Aim of the exercise ::
Please copy the lines starting at the one with "like [106, 267]." and ending after the one with "Query: deck board", switching "deck board" to "wooden plank" and leaving everything else unchanged.

Extracted records ::
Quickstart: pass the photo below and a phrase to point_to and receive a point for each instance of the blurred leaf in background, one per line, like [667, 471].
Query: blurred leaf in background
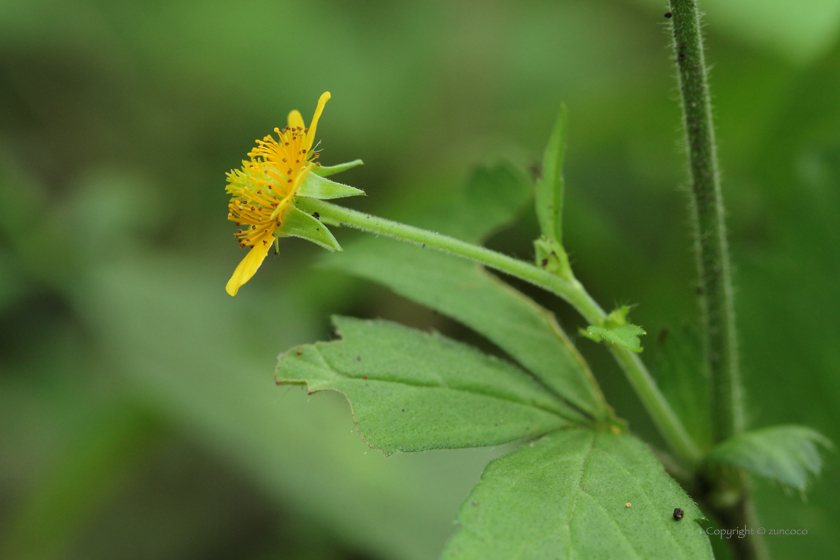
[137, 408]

* * *

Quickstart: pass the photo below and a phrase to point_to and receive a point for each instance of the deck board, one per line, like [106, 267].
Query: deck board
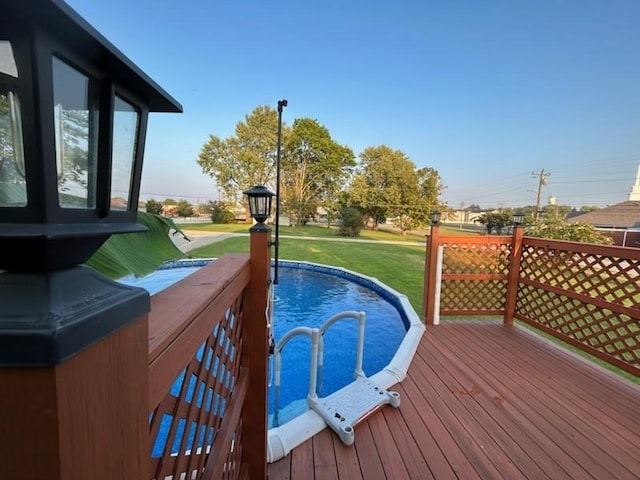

Solution to the problem ::
Quickstart: pass the photo below and a phrase to point_to and receive a point for each instance of the wooden plank, one per line, like [106, 267].
Query: wooden plank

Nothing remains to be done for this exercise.